→ **Défi A**:
Dans la phrase du texte sur le compte pénibilité qui en expose le principe, relevez tout ce que les points acquis permettent aux salariés.
→ **Défi B**:
Citez fidèlement le passage du texte sur le compte pénibilité qui commence par « C’est dans les » et se termine par « 1er janvier 2016. ».
→ **Défi C**:
Répondez aux questions suivantes d'après le texte sur le compte pénibilité.
(i) À quelle date les décrets d'application du compte ont-ils été publiés ?
(ii) Combien de facteurs de pénibilité sont fixés au total ?
(iii) De quelle réforme le compte était-il l'une des mesures phares ?

→ **Texte**:
※ ※ ※

Les décrets d’application du compte pénibilité ont été publiés le 10 octobre. Ce dispositif doit permettre aux salariés exposés à un ou plusieurs facteurs de pénibilité de bénéficier de points pour partir à la retraite plus tôt ou de se former pour se reconvertir.
Mais face à la complexité du dispositif, n’est-ce pas l’ouverture d’une nouvelle usine à gaz qui va ruiner une idée généreuse ?
La publication des modalités d’application du compte pénibilité était particulièrement attendue des partenaires sociaux, après un feuilleton riche en rebondissements.
Rappelons que ce compte pénibilité était l’une des mesures phares de la réforme des retraites. Mais face à la levée de bouclier du patronat, le gouvernement avait partiellement repoussé son entrée en vigueur.
Le principe du compte est simple: les salariés exposés aux facteurs définis par décret pourront acquérir des points leur permettant de se former, de gagner plus ou de partir plus tôt à la retraite. L’objectif est louable : permettre aux salariés exposés à des conditions pénibles de compenser cet état de fait.
C’est dans les modalités pratiques que le mécanisme se révèle être une usine à gaz qui va handicaper la compétitivité des entreprises et au final l’emploi.
Quatre facteurs en 2015, six en 2016
Si les facteurs de pénibilité sont bien fixés à dix, seuls quatre d’entre eux sont pris en compte dès janvier 2015. Les autres entreront en vigueur au plus tard, au 1er janvier 2016.

※ ※ ※

→ **Lignes fournies**:
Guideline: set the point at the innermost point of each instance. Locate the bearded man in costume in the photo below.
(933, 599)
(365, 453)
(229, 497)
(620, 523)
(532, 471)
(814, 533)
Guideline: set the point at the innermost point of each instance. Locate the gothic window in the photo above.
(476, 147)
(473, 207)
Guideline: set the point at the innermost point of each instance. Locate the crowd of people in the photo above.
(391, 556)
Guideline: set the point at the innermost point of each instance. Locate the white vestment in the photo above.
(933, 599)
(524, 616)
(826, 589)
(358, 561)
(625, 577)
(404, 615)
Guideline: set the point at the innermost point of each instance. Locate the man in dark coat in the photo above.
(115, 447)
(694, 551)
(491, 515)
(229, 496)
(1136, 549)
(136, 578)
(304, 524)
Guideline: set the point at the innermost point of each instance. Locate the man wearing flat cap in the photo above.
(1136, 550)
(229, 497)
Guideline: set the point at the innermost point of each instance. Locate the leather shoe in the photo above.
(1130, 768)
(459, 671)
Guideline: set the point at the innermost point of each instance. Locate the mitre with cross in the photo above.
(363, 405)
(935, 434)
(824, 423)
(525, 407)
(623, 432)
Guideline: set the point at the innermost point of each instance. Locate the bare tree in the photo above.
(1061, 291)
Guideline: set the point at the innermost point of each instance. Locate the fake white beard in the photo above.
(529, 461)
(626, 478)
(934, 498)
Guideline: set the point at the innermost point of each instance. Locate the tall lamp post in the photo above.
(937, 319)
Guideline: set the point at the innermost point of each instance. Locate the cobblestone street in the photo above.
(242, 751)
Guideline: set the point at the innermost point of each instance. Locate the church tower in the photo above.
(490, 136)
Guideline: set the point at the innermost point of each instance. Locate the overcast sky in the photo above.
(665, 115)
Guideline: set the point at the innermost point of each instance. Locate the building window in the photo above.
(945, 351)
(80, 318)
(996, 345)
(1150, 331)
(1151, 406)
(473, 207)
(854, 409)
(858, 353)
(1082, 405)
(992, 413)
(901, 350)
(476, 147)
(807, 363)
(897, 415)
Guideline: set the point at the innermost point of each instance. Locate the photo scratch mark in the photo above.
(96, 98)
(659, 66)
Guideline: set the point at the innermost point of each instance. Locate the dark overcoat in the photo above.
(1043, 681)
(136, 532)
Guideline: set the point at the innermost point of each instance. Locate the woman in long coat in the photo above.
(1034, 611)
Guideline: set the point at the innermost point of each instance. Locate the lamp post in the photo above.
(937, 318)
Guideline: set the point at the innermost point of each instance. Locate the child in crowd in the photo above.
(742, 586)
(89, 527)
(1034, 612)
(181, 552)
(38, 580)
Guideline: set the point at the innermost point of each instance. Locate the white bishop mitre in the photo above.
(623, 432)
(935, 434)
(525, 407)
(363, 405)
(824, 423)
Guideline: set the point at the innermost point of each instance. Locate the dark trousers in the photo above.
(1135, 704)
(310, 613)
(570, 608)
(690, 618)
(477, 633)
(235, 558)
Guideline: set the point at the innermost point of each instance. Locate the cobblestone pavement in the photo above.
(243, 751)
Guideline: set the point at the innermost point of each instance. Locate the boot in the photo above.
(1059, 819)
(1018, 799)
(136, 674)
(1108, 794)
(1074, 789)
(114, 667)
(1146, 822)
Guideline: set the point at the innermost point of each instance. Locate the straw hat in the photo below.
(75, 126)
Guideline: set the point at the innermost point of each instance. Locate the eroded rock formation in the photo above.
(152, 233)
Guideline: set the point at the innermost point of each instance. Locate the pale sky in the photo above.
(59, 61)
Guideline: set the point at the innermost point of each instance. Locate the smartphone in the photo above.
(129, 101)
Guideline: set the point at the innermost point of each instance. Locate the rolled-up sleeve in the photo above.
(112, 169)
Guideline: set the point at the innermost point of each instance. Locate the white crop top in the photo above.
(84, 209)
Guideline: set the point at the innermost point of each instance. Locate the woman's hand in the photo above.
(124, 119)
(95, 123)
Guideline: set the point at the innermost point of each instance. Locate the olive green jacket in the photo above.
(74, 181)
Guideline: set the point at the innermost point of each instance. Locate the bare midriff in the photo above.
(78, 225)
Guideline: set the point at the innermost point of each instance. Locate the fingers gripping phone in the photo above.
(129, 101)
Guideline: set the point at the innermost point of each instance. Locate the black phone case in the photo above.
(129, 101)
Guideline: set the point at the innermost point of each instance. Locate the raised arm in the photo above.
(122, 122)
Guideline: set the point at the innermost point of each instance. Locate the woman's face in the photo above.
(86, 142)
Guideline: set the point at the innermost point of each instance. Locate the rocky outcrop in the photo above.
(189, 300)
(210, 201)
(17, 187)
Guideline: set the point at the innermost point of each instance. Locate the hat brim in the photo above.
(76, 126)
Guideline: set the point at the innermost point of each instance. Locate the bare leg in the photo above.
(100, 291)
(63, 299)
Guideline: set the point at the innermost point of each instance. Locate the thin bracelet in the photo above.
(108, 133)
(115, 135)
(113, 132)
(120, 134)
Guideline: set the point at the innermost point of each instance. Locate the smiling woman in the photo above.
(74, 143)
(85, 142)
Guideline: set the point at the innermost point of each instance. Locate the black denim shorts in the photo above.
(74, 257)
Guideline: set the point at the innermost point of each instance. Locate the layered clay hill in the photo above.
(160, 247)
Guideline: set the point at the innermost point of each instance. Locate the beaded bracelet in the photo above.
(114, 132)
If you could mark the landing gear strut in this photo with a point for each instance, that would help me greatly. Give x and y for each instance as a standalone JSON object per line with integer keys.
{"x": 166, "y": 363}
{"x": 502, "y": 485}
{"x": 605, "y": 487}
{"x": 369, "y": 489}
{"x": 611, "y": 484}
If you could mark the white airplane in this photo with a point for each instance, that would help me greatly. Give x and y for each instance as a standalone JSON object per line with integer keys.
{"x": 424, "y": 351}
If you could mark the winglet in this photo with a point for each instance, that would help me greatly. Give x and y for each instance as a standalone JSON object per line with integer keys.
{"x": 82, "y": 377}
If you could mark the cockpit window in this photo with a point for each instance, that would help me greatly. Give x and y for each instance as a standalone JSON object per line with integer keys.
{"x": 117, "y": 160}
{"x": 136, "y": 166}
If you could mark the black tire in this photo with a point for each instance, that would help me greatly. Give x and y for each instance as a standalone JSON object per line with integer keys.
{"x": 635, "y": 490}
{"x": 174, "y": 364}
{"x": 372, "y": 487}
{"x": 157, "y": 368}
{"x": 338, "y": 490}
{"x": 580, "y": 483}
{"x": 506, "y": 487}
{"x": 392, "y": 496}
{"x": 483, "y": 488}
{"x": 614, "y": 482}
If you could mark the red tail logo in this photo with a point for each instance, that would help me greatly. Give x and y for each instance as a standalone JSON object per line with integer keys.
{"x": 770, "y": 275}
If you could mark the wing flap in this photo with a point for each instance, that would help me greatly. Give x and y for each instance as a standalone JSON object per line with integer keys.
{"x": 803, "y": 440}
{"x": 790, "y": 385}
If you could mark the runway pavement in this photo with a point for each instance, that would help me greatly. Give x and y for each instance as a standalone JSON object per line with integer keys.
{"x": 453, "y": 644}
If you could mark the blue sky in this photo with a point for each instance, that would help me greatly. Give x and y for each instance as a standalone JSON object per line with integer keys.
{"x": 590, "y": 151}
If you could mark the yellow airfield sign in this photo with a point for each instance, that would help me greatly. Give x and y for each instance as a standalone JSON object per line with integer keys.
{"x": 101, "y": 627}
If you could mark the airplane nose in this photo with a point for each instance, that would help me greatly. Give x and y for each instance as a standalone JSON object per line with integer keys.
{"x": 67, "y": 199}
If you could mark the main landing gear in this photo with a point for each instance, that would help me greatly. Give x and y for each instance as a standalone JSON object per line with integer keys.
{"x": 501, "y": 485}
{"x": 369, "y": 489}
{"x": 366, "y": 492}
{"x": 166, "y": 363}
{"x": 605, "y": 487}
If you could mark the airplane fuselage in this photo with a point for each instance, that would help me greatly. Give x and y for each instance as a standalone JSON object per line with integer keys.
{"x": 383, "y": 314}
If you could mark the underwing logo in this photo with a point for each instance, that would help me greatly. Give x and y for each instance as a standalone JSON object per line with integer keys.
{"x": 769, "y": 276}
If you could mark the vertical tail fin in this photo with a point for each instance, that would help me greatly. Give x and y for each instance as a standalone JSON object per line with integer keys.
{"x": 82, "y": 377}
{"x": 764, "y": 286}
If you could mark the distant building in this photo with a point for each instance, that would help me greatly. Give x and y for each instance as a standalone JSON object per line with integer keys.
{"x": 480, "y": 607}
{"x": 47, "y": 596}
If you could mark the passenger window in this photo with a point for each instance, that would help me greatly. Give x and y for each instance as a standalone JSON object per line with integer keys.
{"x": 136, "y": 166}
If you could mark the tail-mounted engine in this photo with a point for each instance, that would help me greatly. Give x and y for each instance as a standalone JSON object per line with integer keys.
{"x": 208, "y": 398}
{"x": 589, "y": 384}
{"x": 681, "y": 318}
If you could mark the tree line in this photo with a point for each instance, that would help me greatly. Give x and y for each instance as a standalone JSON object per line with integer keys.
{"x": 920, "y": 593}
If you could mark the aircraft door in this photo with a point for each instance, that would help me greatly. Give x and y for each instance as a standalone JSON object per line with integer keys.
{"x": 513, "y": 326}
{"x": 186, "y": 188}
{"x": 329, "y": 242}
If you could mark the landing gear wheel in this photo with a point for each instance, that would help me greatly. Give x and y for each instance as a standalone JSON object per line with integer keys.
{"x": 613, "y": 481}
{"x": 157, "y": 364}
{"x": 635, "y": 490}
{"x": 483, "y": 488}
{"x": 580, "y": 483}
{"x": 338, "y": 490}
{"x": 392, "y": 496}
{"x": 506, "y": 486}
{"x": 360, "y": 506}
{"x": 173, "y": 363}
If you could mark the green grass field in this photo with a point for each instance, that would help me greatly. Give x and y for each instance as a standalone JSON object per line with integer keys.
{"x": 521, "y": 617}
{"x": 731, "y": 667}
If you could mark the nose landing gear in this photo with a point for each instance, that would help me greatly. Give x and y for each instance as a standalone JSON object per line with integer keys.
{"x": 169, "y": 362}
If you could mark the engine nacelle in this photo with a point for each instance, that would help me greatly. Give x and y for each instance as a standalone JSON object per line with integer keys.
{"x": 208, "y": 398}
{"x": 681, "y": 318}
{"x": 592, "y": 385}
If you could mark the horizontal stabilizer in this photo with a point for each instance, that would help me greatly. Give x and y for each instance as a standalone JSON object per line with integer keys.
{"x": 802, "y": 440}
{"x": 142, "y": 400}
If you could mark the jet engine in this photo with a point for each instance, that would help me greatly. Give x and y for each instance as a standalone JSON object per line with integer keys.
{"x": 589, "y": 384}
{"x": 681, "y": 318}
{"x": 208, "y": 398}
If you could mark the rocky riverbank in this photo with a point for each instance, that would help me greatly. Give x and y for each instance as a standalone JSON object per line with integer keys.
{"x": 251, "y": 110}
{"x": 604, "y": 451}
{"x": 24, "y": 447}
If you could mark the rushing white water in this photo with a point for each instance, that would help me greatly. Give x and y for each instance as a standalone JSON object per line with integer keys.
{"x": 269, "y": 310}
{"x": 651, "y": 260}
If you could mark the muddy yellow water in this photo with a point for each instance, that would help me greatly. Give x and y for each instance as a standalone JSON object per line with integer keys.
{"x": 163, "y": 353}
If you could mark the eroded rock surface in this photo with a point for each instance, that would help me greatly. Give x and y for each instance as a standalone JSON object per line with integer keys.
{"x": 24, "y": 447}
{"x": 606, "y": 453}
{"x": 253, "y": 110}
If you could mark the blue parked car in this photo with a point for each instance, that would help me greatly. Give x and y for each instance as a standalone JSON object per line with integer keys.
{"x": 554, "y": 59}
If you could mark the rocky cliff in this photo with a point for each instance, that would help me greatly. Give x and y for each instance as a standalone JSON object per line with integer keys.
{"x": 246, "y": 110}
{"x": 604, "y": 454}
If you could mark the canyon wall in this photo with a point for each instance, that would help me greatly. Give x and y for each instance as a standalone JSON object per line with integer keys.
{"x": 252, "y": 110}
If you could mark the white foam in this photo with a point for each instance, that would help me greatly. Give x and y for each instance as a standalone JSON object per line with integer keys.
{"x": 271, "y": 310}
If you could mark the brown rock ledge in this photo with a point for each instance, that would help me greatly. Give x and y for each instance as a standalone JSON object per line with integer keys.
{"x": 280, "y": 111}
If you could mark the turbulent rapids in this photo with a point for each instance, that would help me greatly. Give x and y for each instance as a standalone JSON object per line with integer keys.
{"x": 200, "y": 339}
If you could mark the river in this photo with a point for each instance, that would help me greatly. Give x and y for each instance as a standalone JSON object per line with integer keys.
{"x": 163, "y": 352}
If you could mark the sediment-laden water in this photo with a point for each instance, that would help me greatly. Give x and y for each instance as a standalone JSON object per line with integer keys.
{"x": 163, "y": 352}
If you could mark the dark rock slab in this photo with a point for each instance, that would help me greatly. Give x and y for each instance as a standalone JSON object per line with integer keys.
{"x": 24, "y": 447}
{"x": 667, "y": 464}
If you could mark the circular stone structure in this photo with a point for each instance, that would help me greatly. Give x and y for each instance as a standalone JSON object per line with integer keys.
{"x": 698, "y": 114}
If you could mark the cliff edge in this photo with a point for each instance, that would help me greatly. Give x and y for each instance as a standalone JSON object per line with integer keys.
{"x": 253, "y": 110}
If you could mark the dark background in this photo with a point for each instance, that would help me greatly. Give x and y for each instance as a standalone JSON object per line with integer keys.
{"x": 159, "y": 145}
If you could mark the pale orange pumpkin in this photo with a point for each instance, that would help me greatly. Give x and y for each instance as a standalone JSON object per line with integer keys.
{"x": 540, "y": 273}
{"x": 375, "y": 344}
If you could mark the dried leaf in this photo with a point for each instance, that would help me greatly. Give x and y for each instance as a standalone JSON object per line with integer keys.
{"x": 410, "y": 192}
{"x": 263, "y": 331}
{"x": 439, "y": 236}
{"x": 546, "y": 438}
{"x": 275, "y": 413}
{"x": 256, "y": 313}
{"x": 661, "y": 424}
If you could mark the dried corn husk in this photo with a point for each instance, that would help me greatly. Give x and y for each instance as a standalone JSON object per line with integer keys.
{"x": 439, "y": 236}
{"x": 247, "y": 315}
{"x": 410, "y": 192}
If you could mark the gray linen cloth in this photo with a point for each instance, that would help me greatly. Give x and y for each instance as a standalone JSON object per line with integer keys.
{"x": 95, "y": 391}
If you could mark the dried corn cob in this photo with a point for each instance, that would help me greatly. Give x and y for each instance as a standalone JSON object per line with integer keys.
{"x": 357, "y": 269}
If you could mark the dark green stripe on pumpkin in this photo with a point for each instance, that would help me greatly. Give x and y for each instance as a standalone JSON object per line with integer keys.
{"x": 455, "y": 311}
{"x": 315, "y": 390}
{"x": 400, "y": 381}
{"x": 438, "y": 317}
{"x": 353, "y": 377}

※ ※ ※

→ **Réponse complète A**:
- se former
- gagner plus
- partir plus tôt à la retraite

→ **Réponse complète B**:
C’est dans les modalités pratiques que le mécanisme se révèle être une usine à gaz qui va handicaper la compétitivité des entreprises et au final l’emploi.
Quatre facteurs en 2015, six en 2016
Si les facteurs de pénibilité sont bien fixés à dix, seuls quatre d’entre eux sont pris en compte dès janvier 2015. Les autres entreront en vigueur au plus tard, au 1er janvier 2016.

→ **Réponse complète C**:
(i) Le 10 octobre.
(ii) Dix.
(iii) La réforme des retraites.